**Text provided**
= = =

- Also known as: Nick de Spig
- Born: Nicholas Laurence Feldman 1 May 1955 (age 71)
- Origin: North London, England
- Genres: Rock; pop; pop rock; dance; new wave;
- Occupations: Musician; singer; composer; manager; publisher; investor; audition judge; talent scout for The Voice;
- Instruments: Bass guitar; guitar; keyboards; vocals;
- Years active: 1977–present
- Labels: Rewind; Arista; Geffen; Epic; Sony;
- Member of: Wang Chung
- Formerly of: Promised Land
- Website: wangchung.com

= Nick Feldman =

English musician (born 1955)

Nicholas Laurence Feldman (born 1 May 1955) is an English musician best known for forming the British new wave band Wang Chung in 1980. Feldman was half of the duo Promised Land, which also featured Jon Moss of Culture Club. He was a founding investor in Interactive Ideas and has worked for Warner Brothers, Sony Music and SonyBMG.

==Biography==
Feldman was raised Jewish. He attended Highgate School and the University of Liverpool, originally studying psychology; however, his interest in the subject waned before graduation. After leaving the university he joined DJM Live Music Agency, signing Adam and the Ants. Before university, Feldman was involved in music. He left DJM to become a musician and form a band. Feldman has a younger brother, Steven, and a sister, Alexandra (a logo designer who designed the album art for Huang Chung). His father was Basil Feldman, Baron Feldman, a Conservative member of the House of Lords, and his aunt was the actress Fenella Fielding.

==Wang Chung era (1977–1991)==
Bassist-keyboardist Feldman formed a band in the mid-1970s. He placed a help-wanted advertisement in the weekly British music magazine Melody Maker for additional band members. Singer and guitarist Jeremy Ryder (known professionally as Jack Hues) answered Feldman's ad. Feldman and Hues would eventually form the core duo of Wang Chung. Mike Berry (an American bassist and songwriter) also answered the ad. Mike Smith (a keyboardist friend of Feldman) and drummer Paul Hammond were already members of the band. Hammond had already enjoyed some success in the 1970s band Atomic Rooster. Smith soon left after being signed as a songwriter by Chinn and Chapman. After a year and a half, Berry left the band, going solo as Michael Hamilton Berry. In less than a year, the band split up.

= = =

**Extracted entries**
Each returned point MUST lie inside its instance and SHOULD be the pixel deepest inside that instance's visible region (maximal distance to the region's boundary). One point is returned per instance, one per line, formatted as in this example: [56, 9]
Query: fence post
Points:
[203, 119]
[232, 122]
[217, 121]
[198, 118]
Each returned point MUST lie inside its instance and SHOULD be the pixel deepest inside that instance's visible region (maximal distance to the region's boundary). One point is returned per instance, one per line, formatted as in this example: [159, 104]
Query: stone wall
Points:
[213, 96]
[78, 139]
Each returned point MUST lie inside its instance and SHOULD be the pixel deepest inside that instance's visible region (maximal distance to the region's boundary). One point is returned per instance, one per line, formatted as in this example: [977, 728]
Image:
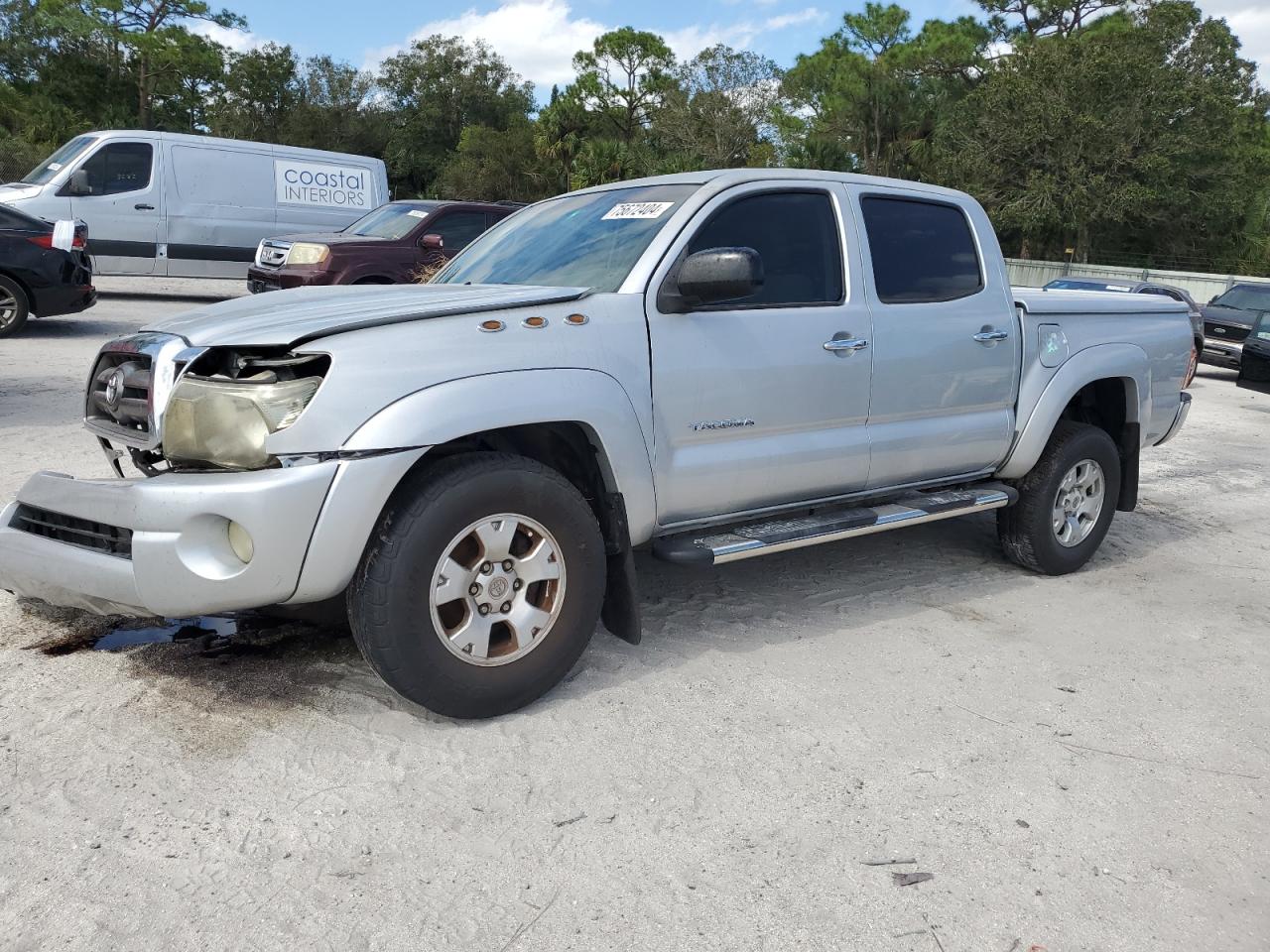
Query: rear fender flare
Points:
[1125, 362]
[592, 399]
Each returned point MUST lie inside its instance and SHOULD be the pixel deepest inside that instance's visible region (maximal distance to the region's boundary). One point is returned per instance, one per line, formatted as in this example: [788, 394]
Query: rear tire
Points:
[480, 587]
[1055, 527]
[14, 307]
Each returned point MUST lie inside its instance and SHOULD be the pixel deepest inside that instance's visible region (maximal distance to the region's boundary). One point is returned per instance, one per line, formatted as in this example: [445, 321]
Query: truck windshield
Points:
[391, 221]
[58, 162]
[1246, 298]
[588, 241]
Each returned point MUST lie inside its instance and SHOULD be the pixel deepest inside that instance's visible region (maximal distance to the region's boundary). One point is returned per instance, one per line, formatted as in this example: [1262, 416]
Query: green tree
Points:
[624, 77]
[335, 108]
[154, 31]
[869, 99]
[559, 134]
[436, 90]
[494, 166]
[261, 89]
[717, 113]
[1143, 131]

= = =

**Aim A**
In the article on Nick Feldman, which magazine carried the advertisement Feldman placed for new band members?
**Aim B**
Continue the article on Nick Feldman from where it stops.

**Task output A**
Melody Maker

**Task output B**
With the rising punk music movement in Britain in the late 1970s, Feldman and Hues formed the Intellektuals in mid-1977. Two years later, Feldman and Hues formed 57 Men with future Wang Chung drummer Darren Costin, bassist Leigh Gorman, keyboardist Simon Campbell and vocalist Glenn Gregory. The band broke up 18 months later, but Feldman, Hues, and Costin remained together and in late 1979 became known as Huang Chung. At this time, Feldman was known professionally as Nick De Spig.

Huang Chung released two singles in 1980 for independent music company Rewind Records. In May 1981, the band signed a two-album agreement with Arista Records, releasing its self-titled debut album the following year. That year (still as Nick De Spig), Feldman co-wrote one track of the album Walls Have Ears by Blanket of Secrecy.

In 1983, Huang Chung signed with Geffen Records in the U.S. They wanted to change their name from Huang Chung to something more understandable; Geffen insisted that they keep the name, only changing the spelling to Wang Chung. Feldman returned to his real name professionally. After a summer tour for their first Geffen album (Points on the Curve) in 1984, Costin left the band to pursue a solo career. Without a full-time drummer, Wang Chung continued recording, releasing singles (including "Dance Hall Days" and "Everybody Have Fun Tonight" which reached No. 2 on the Billboard chart in 1986), four gold and platinum albums and touring extensively. In addition to writing and producing for Wang Chung, Feldman scored the William Friedkin film To Live and Die in L.A., and wrote and performed for John Hughes' The Breakfast Club.

==Post-Wang Chung era==
The band quietly broke up in 1990. Shortly afterward, Feldman joined Jon Moss of Culture Club to form Promised Land. They released a cover version of Thunderclap Newman's "Something in the Air", which was the New Musical Express Single of the Week upon its release. Promised Land was signed by Pete Tong's FFRR label, recording their self-titled debut album for Epic Records in the U.S. Within two years the band broke-up and Feldman became a founding investor in a multimedia software distribution company, Interactive Ideas.

After scoring a number of film and TV projects, Feldman became A&R manager for Warner Music UK Limited.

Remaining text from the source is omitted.